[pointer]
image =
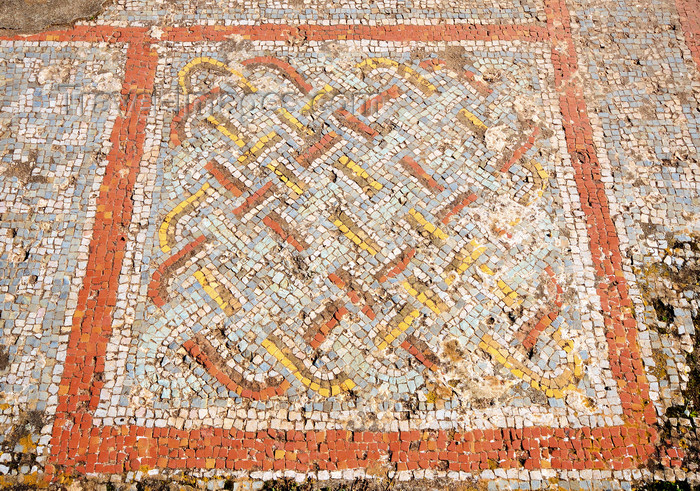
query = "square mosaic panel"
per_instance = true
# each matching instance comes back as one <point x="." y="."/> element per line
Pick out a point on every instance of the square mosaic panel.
<point x="361" y="236"/>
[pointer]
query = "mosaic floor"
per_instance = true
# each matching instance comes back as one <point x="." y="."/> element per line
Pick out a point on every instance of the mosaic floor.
<point x="414" y="244"/>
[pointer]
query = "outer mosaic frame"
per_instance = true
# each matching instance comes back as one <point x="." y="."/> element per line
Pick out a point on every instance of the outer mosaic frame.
<point x="77" y="446"/>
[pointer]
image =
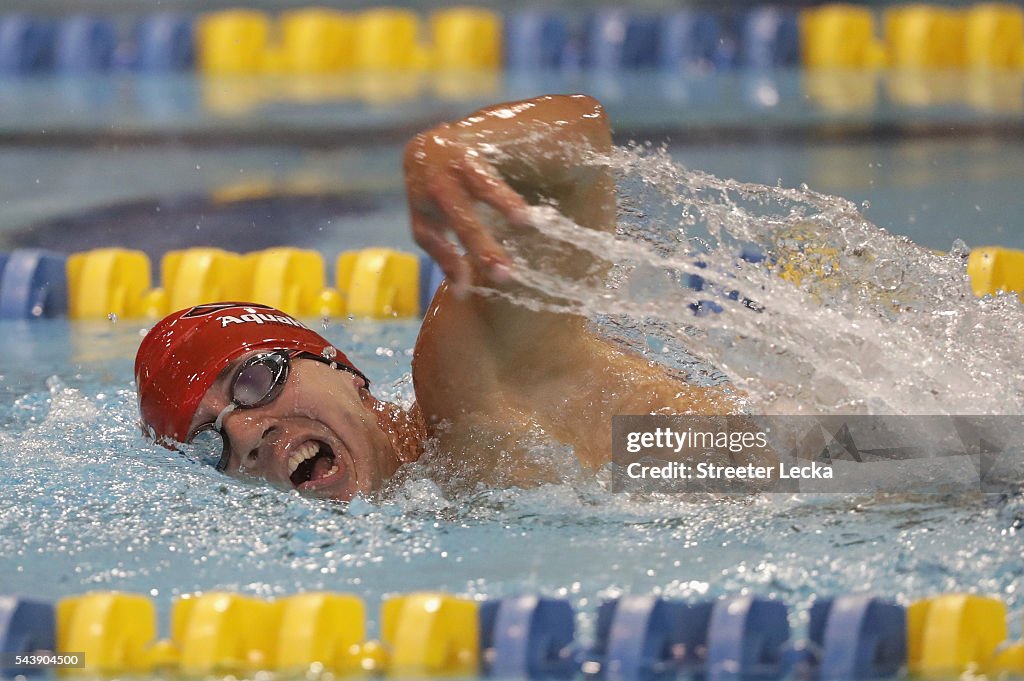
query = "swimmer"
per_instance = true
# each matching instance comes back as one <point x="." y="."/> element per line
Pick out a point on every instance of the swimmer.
<point x="272" y="399"/>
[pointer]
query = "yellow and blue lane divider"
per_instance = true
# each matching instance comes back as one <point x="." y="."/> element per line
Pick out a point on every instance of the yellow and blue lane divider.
<point x="316" y="40"/>
<point x="375" y="283"/>
<point x="853" y="636"/>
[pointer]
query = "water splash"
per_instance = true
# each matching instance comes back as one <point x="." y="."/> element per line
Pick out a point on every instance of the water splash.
<point x="846" y="318"/>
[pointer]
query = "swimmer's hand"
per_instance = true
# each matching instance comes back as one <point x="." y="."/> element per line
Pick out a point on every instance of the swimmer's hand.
<point x="445" y="178"/>
<point x="507" y="157"/>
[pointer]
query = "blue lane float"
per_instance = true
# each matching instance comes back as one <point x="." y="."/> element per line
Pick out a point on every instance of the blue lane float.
<point x="769" y="38"/>
<point x="646" y="638"/>
<point x="689" y="39"/>
<point x="619" y="39"/>
<point x="85" y="44"/>
<point x="747" y="639"/>
<point x="859" y="636"/>
<point x="26" y="626"/>
<point x="527" y="637"/>
<point x="165" y="42"/>
<point x="34" y="284"/>
<point x="536" y="40"/>
<point x="26" y="44"/>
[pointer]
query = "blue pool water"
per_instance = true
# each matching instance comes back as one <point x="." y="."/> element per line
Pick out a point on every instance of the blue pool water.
<point x="86" y="503"/>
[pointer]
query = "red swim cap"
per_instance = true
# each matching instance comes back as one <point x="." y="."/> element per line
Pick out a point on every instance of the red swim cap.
<point x="182" y="355"/>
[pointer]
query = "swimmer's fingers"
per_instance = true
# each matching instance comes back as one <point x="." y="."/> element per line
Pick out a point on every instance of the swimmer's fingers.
<point x="430" y="236"/>
<point x="486" y="185"/>
<point x="458" y="206"/>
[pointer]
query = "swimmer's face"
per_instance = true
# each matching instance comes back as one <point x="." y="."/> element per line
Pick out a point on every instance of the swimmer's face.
<point x="321" y="434"/>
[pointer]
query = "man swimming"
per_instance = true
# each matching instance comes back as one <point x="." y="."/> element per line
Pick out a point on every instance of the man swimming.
<point x="281" y="403"/>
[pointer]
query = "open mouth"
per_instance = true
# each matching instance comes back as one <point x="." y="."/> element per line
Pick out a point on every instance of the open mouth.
<point x="312" y="462"/>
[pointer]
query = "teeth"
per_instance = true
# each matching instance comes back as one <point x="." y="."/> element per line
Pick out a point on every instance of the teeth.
<point x="307" y="451"/>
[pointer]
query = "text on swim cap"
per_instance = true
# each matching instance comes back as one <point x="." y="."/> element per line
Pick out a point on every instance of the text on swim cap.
<point x="254" y="316"/>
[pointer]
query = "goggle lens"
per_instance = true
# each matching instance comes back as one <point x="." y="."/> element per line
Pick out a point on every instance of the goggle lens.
<point x="207" y="447"/>
<point x="256" y="382"/>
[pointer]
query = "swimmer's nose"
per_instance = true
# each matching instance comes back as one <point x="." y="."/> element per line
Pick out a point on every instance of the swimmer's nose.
<point x="250" y="435"/>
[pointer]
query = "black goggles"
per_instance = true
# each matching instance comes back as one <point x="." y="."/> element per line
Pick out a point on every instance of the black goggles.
<point x="257" y="381"/>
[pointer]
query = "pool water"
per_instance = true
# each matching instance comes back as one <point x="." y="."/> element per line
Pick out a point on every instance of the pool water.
<point x="87" y="503"/>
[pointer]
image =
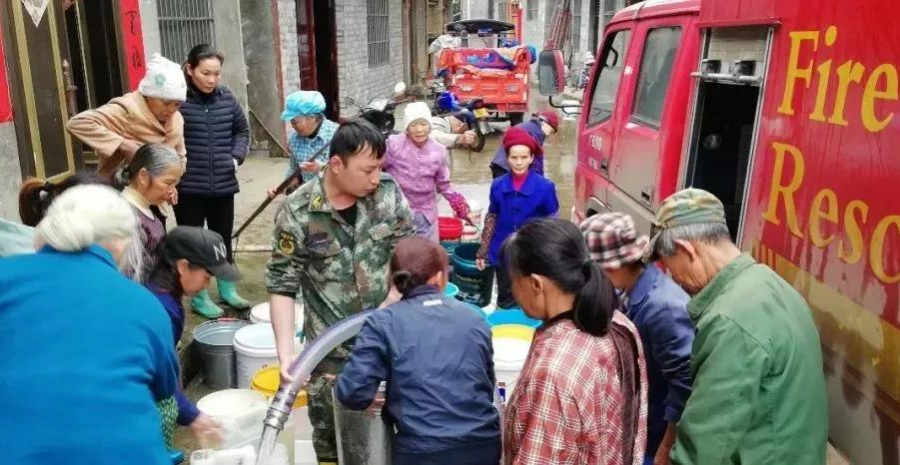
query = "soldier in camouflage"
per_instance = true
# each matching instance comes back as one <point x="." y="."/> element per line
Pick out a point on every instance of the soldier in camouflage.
<point x="332" y="243"/>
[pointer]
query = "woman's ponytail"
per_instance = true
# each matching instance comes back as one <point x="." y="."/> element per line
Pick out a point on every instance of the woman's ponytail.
<point x="554" y="248"/>
<point x="595" y="302"/>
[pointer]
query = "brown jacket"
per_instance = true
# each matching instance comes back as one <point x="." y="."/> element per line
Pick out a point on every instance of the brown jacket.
<point x="126" y="117"/>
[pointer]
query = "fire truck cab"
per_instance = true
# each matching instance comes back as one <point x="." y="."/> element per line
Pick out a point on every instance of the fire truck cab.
<point x="785" y="111"/>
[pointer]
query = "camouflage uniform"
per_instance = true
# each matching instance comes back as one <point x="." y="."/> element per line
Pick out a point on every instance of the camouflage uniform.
<point x="340" y="270"/>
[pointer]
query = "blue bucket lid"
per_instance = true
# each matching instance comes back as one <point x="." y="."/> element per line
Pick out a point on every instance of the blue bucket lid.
<point x="513" y="316"/>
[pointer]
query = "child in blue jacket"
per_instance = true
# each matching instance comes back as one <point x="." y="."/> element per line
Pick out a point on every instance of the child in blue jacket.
<point x="188" y="257"/>
<point x="516" y="198"/>
<point x="436" y="356"/>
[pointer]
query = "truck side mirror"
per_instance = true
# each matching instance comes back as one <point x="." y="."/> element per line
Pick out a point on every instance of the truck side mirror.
<point x="551" y="72"/>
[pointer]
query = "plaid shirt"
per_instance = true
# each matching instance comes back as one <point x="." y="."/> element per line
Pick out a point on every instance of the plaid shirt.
<point x="566" y="408"/>
<point x="303" y="148"/>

......

WORK REQUIRED >> Produce the entries again, word for word, without any of their pictures.

THE COMPLETED TASK >>
[pointer]
image =
query = "square mosaic panel"
per_instance = true
# each matching instance comes back as one <point x="." y="."/> element per line
Pick out a point on every instance of the square mosaic panel.
<point x="361" y="236"/>
[pointer]
query = "mosaic floor"
per_instance = true
# each matching instance comes back as one <point x="." y="."/> element per line
Pick out a point on every instance of the mosaic floor.
<point x="414" y="244"/>
[pointer]
query = "outer mosaic frame"
per_instance = true
# each matching instance comes back as one <point x="." y="."/> element per line
Pick out a point on every instance of the outer mosaic frame.
<point x="77" y="446"/>
[pointer]
image =
query = "swimmer"
per_instance = true
# each matching instance comes back as one <point x="." y="."/> element per line
Pick out a point on every instance of the swimmer.
<point x="272" y="399"/>
[pointer]
query = "yellow and blue lane divider"
per_instance = true
# each matching instance comes back as one <point x="." y="."/> element per line
Pick out a point on every instance of the yellow and blue lane divider.
<point x="316" y="40"/>
<point x="375" y="283"/>
<point x="853" y="636"/>
[pointer]
query = "water splash"
per_instance = true
# each matching instance comes back as one <point x="." y="."/> element per line
Pick out a point on every instance of the water splash.
<point x="846" y="318"/>
[pointer]
query = "swimmer's hand"
per_instance = true
# each matching instance comes back as one <point x="." y="."/> element per line
Pick out a point on every instance of the swimmer's hand.
<point x="445" y="178"/>
<point x="507" y="157"/>
[pointer]
query = "blue lane float"
per_instance = true
# each matching instance comes back as one <point x="." y="."/> element per line
Pick out a point on every instance of the blue lane float.
<point x="769" y="38"/>
<point x="646" y="638"/>
<point x="689" y="39"/>
<point x="619" y="39"/>
<point x="85" y="44"/>
<point x="747" y="639"/>
<point x="859" y="636"/>
<point x="26" y="626"/>
<point x="527" y="637"/>
<point x="165" y="42"/>
<point x="34" y="284"/>
<point x="536" y="40"/>
<point x="26" y="44"/>
[pointer]
query = "blue pool water"
per_instance = true
# each matching instance comes back as one <point x="." y="."/> element per line
Pick out a point on every instance of the blue pool water.
<point x="86" y="503"/>
[pointer]
query = "red swim cap"
per_instance = true
# each matching instance comes back as one <point x="." y="."/> element per line
Pick out a point on every instance of the red swim cap.
<point x="182" y="355"/>
[pointer]
query = "swimmer's fingers"
per_instance = true
# each matching instance comes back as one <point x="." y="."/> element per line
Pick out a point on every instance of the swimmer's fingers.
<point x="430" y="236"/>
<point x="486" y="185"/>
<point x="458" y="206"/>
[pointer]
query = "swimmer's face"
per_instance = true
# each matching instance comes back as one <point x="." y="."/> element per line
Pick out a point on every instance of the swimmer's face.
<point x="321" y="434"/>
[pointer]
query = "man swimming"
per_instance = true
# each matching instance comes back as one <point x="." y="."/> element per line
Pick out a point on every instance of the man swimming.
<point x="281" y="403"/>
[pointer]
query = "open mouth"
per_instance = true
# each matching instance comes back as one <point x="." y="."/> element per line
Pick out a point on every instance of the open mouth.
<point x="312" y="462"/>
[pointer]
query = "teeth"
per_instance = true
# each matching instance comes back as one <point x="." y="."/> element per line
Pick out a point on every instance of the teeth.
<point x="307" y="451"/>
[pointer]
query = "text on swim cap"
per_instance = true
# each matching instance comes back as one <point x="." y="."/> element per line
Pick out a point on every instance of the text on swim cap.
<point x="254" y="316"/>
[pointer]
query = "goggle lens"
per_instance = true
# each matching instance comes back as one <point x="." y="."/> element per line
Pick out a point on every instance of the goggle lens.
<point x="207" y="447"/>
<point x="256" y="382"/>
[pointer]
query = "swimmer's nose"
per_instance = true
# each matching instance comes back as one <point x="." y="."/> element per line
Pick out a point on every instance of the swimmer's nose.
<point x="250" y="435"/>
[pointer]
query = "black goggles"
per_instance = true
# each matching instance comes back as one <point x="." y="."/> element per line
Pick out a point on every instance of the black goggles.
<point x="257" y="381"/>
[pointer]
query = "pool water"
per_instance = true
# each matching instance comes back as one <point x="." y="."/> element per line
Pick out a point on every instance of the pool water.
<point x="87" y="503"/>
[pointer]
image =
query = "soldier in camouflage"
per_instance = true
# each matching instance comes back as one <point x="." y="."/> element per line
Pick out a point on every instance of the soldier in camouflage.
<point x="332" y="243"/>
[pointer]
query = "woman's ponytail"
per_instance = true
# each matching instance comes back as one <point x="." y="."/> element per line
Pick out a point on every instance of the woman's ponytail.
<point x="554" y="248"/>
<point x="595" y="302"/>
[pointer]
query = "brown jacket"
per_instance = true
# each matching instance comes back as one <point x="." y="."/> element per line
Pick out a point on every instance of the brown jacket.
<point x="126" y="117"/>
[pointer]
query = "fire truck cab"
per_instance = true
# each matching instance comes back as one <point x="." y="."/> element per line
Pick out a point on every instance of the fire truck cab.
<point x="785" y="111"/>
[pointer]
query = "camouflage uniform"
per_instance = true
# each matching instance comes back as one <point x="." y="."/> element per line
Pick out a point on every instance of the camouflage uniform.
<point x="340" y="270"/>
[pointer]
query = "blue bucket lid"
per_instance = true
# each matching instance comes back as one <point x="." y="."/> element per line
Pick out a point on every instance of the blue bucket lid.
<point x="513" y="316"/>
[pointer]
query = "child in blue jacket"
per_instance = true
# each matching instance comes back as one <point x="." y="."/> element per line
Pick out a point on every instance of the child in blue jacket.
<point x="188" y="257"/>
<point x="516" y="198"/>
<point x="436" y="356"/>
[pointer]
query = "truck side mirror"
per_instance = true
# each matching instance comes back as one <point x="." y="."/> element per line
Pick out a point on every instance of the truck side mirror.
<point x="551" y="72"/>
[pointer]
query = "plaid shirt"
per_instance = true
# each matching instance comes back as one <point x="." y="."/> element per line
Pick out a point on every instance of the plaid shirt.
<point x="566" y="408"/>
<point x="303" y="148"/>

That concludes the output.